AVAILABLE RECORDS:
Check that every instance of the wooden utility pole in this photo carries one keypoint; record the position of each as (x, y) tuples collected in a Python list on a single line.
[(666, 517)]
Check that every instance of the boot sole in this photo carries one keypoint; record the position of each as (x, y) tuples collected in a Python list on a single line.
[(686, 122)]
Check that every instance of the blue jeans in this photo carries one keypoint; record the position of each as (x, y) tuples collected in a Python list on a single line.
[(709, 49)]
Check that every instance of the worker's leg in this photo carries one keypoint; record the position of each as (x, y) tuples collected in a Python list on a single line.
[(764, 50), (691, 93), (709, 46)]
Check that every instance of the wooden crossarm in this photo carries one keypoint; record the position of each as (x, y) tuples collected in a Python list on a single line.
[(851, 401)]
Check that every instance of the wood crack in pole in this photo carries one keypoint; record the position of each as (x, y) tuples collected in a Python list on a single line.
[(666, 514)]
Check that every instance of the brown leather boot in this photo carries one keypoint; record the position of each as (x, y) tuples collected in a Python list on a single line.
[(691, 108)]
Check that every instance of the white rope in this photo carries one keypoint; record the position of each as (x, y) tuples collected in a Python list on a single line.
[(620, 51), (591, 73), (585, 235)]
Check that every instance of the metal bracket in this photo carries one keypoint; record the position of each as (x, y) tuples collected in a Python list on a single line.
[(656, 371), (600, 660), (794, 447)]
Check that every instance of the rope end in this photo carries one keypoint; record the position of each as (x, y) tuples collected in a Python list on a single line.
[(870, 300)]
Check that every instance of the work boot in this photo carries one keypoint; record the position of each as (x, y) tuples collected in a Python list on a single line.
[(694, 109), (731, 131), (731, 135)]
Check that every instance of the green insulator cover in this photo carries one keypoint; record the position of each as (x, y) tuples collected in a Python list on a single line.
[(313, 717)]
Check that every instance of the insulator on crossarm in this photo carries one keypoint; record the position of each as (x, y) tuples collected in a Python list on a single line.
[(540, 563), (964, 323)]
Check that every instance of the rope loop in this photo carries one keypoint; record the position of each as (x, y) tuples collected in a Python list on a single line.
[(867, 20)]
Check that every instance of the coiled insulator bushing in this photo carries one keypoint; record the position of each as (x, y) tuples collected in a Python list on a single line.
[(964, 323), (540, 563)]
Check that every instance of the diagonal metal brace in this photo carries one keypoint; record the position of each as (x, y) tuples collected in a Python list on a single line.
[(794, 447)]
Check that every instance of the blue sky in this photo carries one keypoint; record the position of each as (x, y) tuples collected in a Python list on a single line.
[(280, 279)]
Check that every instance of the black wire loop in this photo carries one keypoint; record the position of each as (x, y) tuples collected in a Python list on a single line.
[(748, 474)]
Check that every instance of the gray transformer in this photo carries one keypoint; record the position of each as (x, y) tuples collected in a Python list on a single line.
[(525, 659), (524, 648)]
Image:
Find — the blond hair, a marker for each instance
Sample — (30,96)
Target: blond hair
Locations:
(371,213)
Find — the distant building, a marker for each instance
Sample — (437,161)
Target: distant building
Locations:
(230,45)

WHAT YOU HAVE TO DO: Search the material above for lines containing the string "building", then pull them out.

YOUR RESPONSE:
Find — the distant building, a marker for each instance
Target: distant building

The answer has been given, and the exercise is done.